Aufgabe
Erläutere anhand des Auszugs zur schriftlichen Subtraktion, zu welchem Zweck die explorative Studie durchgeführt wurde.

Für die schriftliche Subtraktion gibt es verschiedene Verfahren, die sich in der Art der Differenzbildung und der Erklärung des Stellenübergangs unterscheiden. In der Diskussion über die Frage nach dem zu wählenden Verfahren wird – je nach Zielsetzung des Unterrichts – neben der Fehleranfälligkeit eines Verfahrens auch das Verständnis des Algorithmus als Entscheidungskriterium einbezogen. Um bzgl. der Verfahren „Abziehen mit Entbündeln“ bzw. „Ergänzen mit Erweitern“ die Erkenntnislage zu spezifischen Schwierigkeitsmerkmalen in Aufgaben und Fehlermustern sowie zum Verständnis zu verbessern, wurde eine explorative Studie durchgeführt. Mithilfe eines Tests mit schriftlich zu rechnenden Subtraktionsaufgaben sowie Aufgaben, in denen das verwendete Verfahren beschrieben und begründet werden sollte, wurden 6 Klassen je Verfahren „Abziehen mit Entbündeln“ (n = 113) und „Ergänzen mit Erweitern“ (n = 109) untersucht. Herausgearbeitet wurden verfahrensspezifische Fehlermuster und Schwierigkeitsmerkmale, z. B. mehrere Übergänge hintereinander für das „Abziehen mit Entbündeln“ oder „Minuend kleiner Subtrahend“ für das „Ergänzen mit Erweitern“. Bei der Auswertung der Aufgaben zum Verständnis auf Basis eines neu entwickelten differenzierten Kategorienschemas zeigte sich, dass das Entbündeln besser begründet erklärt werden konnte als das Erweitern. Die Ergebnisse der Studie können als Grundlage für die Erstellung eines ausbalancierten Testinstruments dienen, das für verfahrensvergleichende Studien eingesetzt werden kann.

Gespeicherte Zeilen

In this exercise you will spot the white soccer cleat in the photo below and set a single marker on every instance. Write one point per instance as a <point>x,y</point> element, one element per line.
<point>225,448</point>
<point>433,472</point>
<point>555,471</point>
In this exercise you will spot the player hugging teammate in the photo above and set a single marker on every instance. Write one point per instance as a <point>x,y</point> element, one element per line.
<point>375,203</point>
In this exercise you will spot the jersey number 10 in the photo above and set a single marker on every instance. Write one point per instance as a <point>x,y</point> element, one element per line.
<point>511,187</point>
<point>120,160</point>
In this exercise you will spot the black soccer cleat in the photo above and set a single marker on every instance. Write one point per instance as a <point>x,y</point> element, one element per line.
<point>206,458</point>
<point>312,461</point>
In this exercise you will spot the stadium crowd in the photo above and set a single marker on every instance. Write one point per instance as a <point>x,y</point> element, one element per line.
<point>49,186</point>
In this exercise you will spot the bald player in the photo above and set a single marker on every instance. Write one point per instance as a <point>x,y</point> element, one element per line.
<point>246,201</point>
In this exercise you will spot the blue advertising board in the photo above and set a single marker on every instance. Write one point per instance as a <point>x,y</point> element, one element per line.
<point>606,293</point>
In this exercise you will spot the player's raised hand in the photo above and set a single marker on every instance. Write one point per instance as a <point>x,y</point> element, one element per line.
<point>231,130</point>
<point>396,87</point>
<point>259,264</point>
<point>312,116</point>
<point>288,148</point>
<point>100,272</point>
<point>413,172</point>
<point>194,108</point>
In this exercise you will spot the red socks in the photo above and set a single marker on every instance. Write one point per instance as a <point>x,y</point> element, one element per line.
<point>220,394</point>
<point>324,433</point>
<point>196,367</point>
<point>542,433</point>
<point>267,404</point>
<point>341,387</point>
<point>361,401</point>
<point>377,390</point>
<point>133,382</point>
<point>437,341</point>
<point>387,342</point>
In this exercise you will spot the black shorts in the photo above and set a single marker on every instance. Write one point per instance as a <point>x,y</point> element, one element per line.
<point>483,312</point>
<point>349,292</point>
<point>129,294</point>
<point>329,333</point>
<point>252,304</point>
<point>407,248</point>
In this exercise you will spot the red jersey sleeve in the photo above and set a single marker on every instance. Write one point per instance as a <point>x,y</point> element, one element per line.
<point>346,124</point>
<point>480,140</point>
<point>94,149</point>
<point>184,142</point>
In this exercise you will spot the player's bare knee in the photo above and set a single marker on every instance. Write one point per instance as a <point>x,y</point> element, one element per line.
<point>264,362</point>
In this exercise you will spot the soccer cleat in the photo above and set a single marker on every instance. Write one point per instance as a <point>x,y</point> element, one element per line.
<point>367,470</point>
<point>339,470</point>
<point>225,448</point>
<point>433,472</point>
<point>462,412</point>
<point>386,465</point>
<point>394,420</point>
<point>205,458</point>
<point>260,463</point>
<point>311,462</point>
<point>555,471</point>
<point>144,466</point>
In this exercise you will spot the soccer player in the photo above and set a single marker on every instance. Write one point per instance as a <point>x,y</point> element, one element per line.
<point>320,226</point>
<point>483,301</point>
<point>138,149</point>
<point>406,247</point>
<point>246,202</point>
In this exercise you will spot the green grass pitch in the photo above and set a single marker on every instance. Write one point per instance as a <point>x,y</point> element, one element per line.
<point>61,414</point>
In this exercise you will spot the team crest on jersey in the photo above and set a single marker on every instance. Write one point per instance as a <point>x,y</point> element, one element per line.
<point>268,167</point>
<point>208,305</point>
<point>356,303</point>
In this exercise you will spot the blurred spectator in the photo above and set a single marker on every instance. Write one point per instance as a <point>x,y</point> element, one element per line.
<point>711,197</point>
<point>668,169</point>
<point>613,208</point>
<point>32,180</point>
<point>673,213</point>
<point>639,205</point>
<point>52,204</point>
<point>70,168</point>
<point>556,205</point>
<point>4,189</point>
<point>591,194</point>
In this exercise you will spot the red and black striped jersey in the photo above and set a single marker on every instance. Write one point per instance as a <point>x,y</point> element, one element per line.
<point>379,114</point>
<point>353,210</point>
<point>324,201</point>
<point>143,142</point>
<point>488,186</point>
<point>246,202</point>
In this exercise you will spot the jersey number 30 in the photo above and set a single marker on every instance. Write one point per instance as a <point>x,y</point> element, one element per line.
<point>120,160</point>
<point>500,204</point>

Antwort
Die explorative Studie wurde durchgeführt, um für die Verfahren „Abziehen mit Entbündeln“ und „Ergänzen mit Erweitern“ die Erkenntnislage zu verbessern. Dies betrifft spezifische Schwierigkeitsmerkmale in Aufgaben, Fehlermuster und das Verständnis.